A class that implements methods ICHOR uses to submit jobs to the Sun Grid Engine (SGE) batch system. These methods/properties are used to construct job scripts for any program we want to run on SGE.

Host = 'SLURM_SUBMIT_HOST'
JobID = 'SLURM_JOBID'
NumProcs = 'SLURM_NPROCS'
OptionCmd = 'SBATCH'
TaskID = 'SLURM_ARRAY_TASK_ID'
TaskLast = 'SLURM_ARRAY_TASK_COUNT'
classmethod array_job(njobs: int, max_running_tasks: int | None = None) str

Returns the line in the job script that specifies this job is an array job. These jobs are run at the same time in parallel as they do not depend on one another. An example will be running 50 Gaussian or AIMALL jobs at the same time without having to submit 50 separate jobs. Instead 1 array job can be submitted.

classmethod change_working_directory(path: Path) str

Return the line in the job script definning the working directory from where the job is going to run.

static current_node() NodeType

Return the current type of node ichor is running on SLURM defines the SLURM_SUBMIT_HOST when running on a compute node

delete_job_command = ['scancel']
classmethod error_directory(path: Path, task_array: bool = False) str

Return the line in the job script defining the error directory where any errors from the job should be written to. These files end in .e{job_id}.

classmethod get_queued_jobs() List[Job]
classmethod hold_job(job_id: JobID | List[JobID]) List[str]

Return a list containing hold_jid keyword and job id which is used to hold a particular job id for it to be ran at a later time. https://hpc.nih.gov/docs/job_dependencies.html

static is_present() bool

Check if SLURM is present on the current machine ICHOR is running on.

- **COLLECTED MATERIAL**:
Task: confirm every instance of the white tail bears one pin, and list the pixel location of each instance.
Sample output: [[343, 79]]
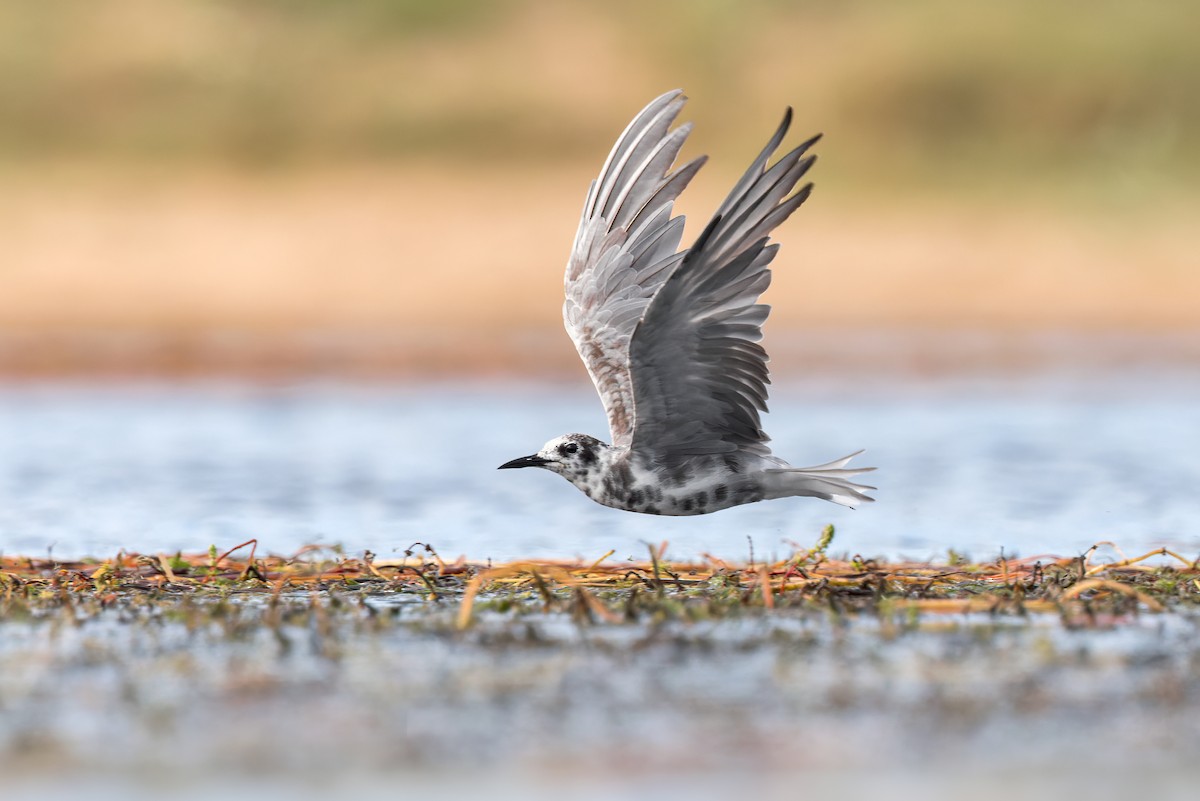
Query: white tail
[[829, 481]]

- **DIRECTIONS**:
Copy the stretch of the batch-system class reference from "Return the line in the job script defining" through "is running on." word for word.

- **ANSWER TO THE EXERCISE**:
Return the line in the job script defining the error directory where any errors from the job should be written to. These files end in .e{job_id}.

classmethod get_queued_jobs() List[Job]
classmethod hold_job(job_id: JobID | List[JobID]) List[str]

Return a list containing hold_jid keyword and job id which is used to hold a particular job id for it to be ran at a later time. https://hpc.nih.gov/docs/job_dependencies.html

static is_present() bool

Check if SLURM is present on the current machine ICHOR is running on.